**REQUIREMENT**
Can you pull out, word for word, the passage in the article on what PEOs should ask prospective clients, starting with "Tough Questions Regarding" and going on through "and minimize risk."?

**TEXT BLOCK**
What PEOs Need to Ask Prospective Clients


What PEOs Need to Ask Prospective Clients

Philip A. Toomey, Esq.

Tough Questions Regarding Harassment

Surprisingly, when conducting due diligence of prospective clients, few PEOs ask the really hard questions about harassment questions that can help assess risk and take proactive steps to protect the PEO’s core business. Understandably, the prospect of adding a new client to the roster can tempt anyone to turn a blind eye to potential landmines. However, adding the wrong client can irreparably damage everything the PEO has built. Asking a few critical questions before signing the deal can identify problem clients and minimize risk.

Let’s look at three critical questions a PEO must ask in the area of sexual harassment and why they are important. As background, remember that sexual harassment can be cross-gender, same gender, or because of sexual orientation. In certain circumstances, liability is absolute. Finally, punitive damages are frequently awarded to successful plaintiffs, and there is no insurance for punitive damage awards.

PEO Liability for Sexual Harassment

Often an out-of-compliance client will outsource its workforce in an effort to “clean up” its affairs. Their problem now becomes the PEO’s problem. The risk inherent in this offload doesn’t often receive adequate attention. Many times, PEOs rely on indemnification or split supervision responsibility clauses in the client service agreement (CSA) as protection. This reliance is misplaced.

While the CSA may spell out expectations between the PEO and the client, if the law imposes a duty, that duty runs to the PEO irrespective of the CSA’s language. Stated another way, because a client is “responsible” under a contract to do or not do something does not mean the PEO will not ultimately be liable. The PEO may end up holding the bag, with a dubious remedy of suing the client for costs and fees expended in defending and settling a matter.

**SOURCE MATERIAL**
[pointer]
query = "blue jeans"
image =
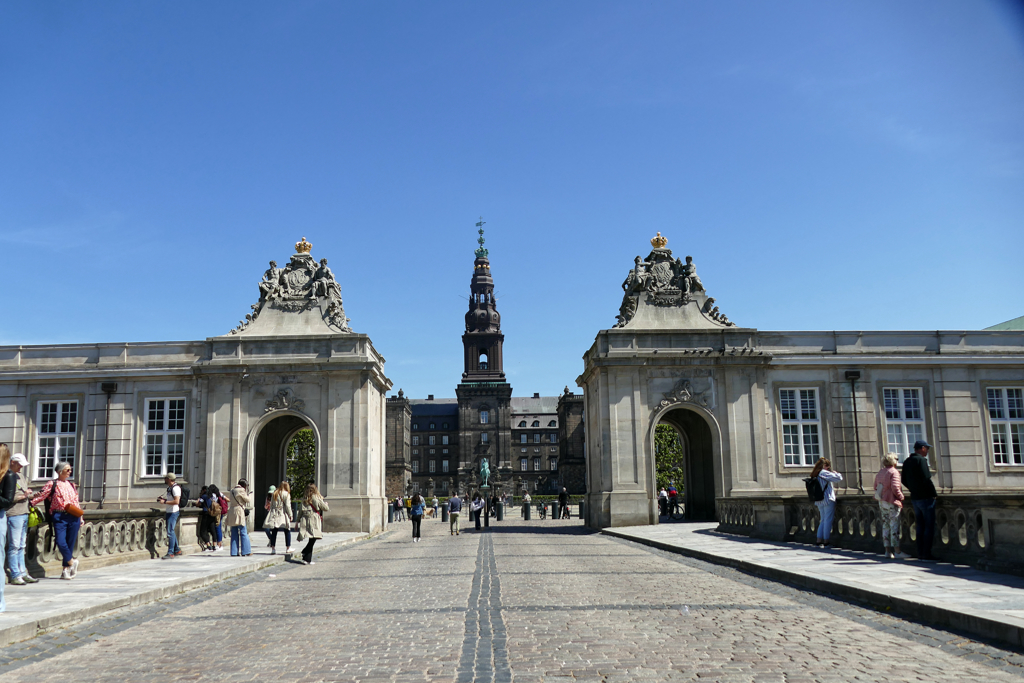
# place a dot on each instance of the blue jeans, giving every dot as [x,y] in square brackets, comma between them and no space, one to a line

**IN RESPONSE**
Tough Questions Regarding Harassment

Surprisingly, when conducting due diligence of prospective clients, few PEOs ask the really hard questions about harassment questions that can help assess risk and take proactive steps to protect the PEO’s core business. Understandably, the prospect of adding a new client to the roster can tempt anyone to turn a blind eye to potential landmines. However, adding the wrong client can irreparably damage everything the PEO has built. Asking a few critical questions before signing the deal can identify problem clients and minimize risk.